_Task to carry out_
Whenever the word "distant" turns up in a line of the data below, copy that line.

[Data entries]
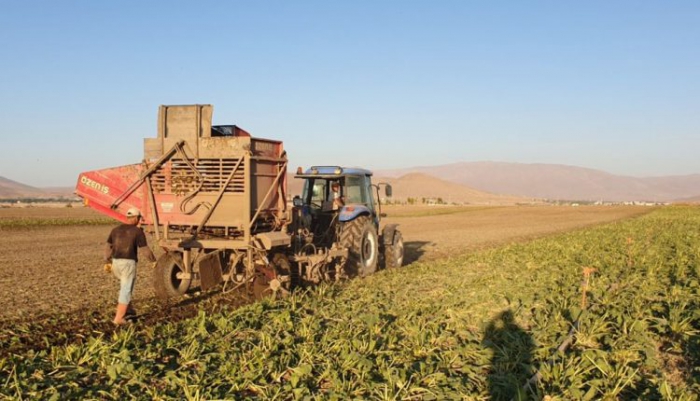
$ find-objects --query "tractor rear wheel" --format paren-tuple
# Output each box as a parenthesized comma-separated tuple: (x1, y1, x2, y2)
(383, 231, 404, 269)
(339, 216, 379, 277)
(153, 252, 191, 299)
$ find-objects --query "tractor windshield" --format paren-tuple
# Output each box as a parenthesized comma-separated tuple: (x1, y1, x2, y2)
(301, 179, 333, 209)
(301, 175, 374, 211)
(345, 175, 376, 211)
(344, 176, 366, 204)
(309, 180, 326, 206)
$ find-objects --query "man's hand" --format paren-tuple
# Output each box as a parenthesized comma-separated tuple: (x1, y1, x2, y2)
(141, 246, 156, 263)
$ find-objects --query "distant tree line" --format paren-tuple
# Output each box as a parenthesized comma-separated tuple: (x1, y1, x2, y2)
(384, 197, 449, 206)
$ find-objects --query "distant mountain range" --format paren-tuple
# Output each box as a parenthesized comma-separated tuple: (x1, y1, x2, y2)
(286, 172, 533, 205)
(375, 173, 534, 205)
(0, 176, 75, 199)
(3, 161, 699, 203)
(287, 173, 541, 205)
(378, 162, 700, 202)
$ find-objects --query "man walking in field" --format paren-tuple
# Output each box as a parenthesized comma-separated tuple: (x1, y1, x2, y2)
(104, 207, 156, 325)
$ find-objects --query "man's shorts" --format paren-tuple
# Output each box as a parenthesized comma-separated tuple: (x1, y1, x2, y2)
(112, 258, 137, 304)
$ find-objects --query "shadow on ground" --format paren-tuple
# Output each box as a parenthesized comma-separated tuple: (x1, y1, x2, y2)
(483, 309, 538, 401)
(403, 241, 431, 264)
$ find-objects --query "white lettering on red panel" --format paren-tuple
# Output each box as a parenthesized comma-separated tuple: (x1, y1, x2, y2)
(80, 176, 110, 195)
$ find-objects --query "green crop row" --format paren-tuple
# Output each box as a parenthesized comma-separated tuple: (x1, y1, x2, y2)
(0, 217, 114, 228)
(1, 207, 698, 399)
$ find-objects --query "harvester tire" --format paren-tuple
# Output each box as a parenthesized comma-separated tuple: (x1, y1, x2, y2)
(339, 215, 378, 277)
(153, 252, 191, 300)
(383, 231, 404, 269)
--
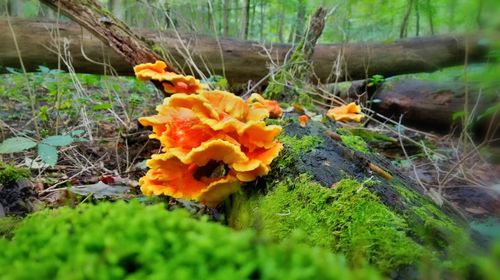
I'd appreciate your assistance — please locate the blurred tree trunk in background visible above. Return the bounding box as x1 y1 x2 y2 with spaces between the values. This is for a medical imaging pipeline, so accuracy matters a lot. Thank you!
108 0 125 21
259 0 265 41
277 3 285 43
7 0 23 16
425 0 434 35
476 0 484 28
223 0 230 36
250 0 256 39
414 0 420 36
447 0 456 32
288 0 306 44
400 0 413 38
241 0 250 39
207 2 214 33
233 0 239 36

_Response to this exercise_
$ find-objects --query "distant tree line" --format paren-tuple
$ find-objects --query "distant mountain range" --format paren-tuple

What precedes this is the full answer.